START Passage for review

Happy and code-full 2011!
In an earlier post, I was considering exporting my Outlook contacts as XHTML pages, and accessing these as a repository of free-format, but queryable, documents. After some time out for Christmas and New Year, not to mention my family’s seasonal cough-fest, I can report back.
I haven’t attempted a comprehensive export of all contact attributes, just the standard ones that I typically use. This still leaves information in the Contact’s body section, but I’ll migrate that manually, as and when.
Here’s an example contact page:
I just grabbed a standard style sheet, so the formatting is not up to much (for example, the cell text middle-aligns vertically, as you can see with “Address”).
In terms of the VBA code, all we need is an adapter class, ContactPage. Instances of this are created for each ContactItem that we export. A ContactPage is responsible for building the XHTML string corresponding to the ContactItem, and writing it out to a text file. Here’s the root procedure:
Const outdir As String = "C:\Temp\Contacts"
Sub ExportContacts()
Dim allcontacts As Items
Set allcontacts = Session.Folders("Personal Folders"). _
Folders("Contacts").Items
MsgBox "Exporting " & allcontacts.Count & " Contacts"
Dim cn As ContactItem 'Outlook class
Dim cp As ContactPage 'Custom class
For Each cn In allcontacts
Set cp = New ContactPage
Set cp.Contact = cn 'Property Set
cp.OutputToFile outdir
Next
End Sub
ContactPage has a function for PageTitle, which is taken from the ContactItem‘s Company or Full Name (in that order of preference). Functions PageId and PageFile are based on this (with a bit of cleaning up to remove characters such as ‘/’).
The sub OutputToFile uses the Microsoft Scripting Runtime library, specifically FileSystemObject and TextStream. You need to load the Scripting library manually, via >Tools >References.

END Passage for review
START Supplied information

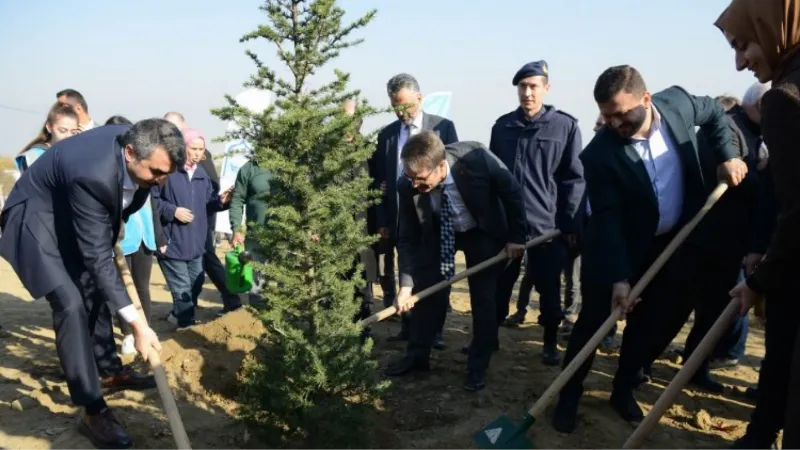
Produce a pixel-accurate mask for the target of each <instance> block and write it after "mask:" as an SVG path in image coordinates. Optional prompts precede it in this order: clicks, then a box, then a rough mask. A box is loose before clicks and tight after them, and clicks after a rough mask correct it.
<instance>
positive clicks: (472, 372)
mask: <svg viewBox="0 0 800 450" xmlns="http://www.w3.org/2000/svg"><path fill="white" fill-rule="evenodd" d="M485 387H486V377H485V376H484V375H483V374H482V373H478V372H473V371H470V372H469V373H468V374H467V379H466V381H464V389H465V390H467V391H470V392H477V391H480V390H481V389H483V388H485Z"/></svg>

END Supplied information

Task set:
1. In the root procedure of the contacts export post, name every variable declared with Dim.
2. Please duplicate the part of the contacts export post that opens with the words containing "Dim allcontacts As" and closes with "via >Tools >References.".
The listing has no connection to the contacts export post.

Answers for the tasks:
1. allcontacts, cn, cp

2.
Dim allcontacts As Items
Set allcontacts = Session.Folders("Personal Folders"). _
Folders("Contacts").Items
MsgBox "Exporting " & allcontacts.Count & " Contacts"
Dim cn As ContactItem 'Outlook class
Dim cp As ContactPage 'Custom class
For Each cn In allcontacts
Set cp = New ContactPage
Set cp.Contact = cn 'Property Set
cp.OutputToFile outdir
Next
End Sub
ContactPage has a function for PageTitle, which is taken from the ContactItem‘s Company or Full Name (in that order of preference). Functions PageId and PageFile are based on this (with a bit of cleaning up to remove characters such as ‘/’).
The sub OutputToFile uses the Microsoft Scripting Runtime library, specifically FileSystemObject and TextStream. You need to load the Scripting library manually, via >Tools >References.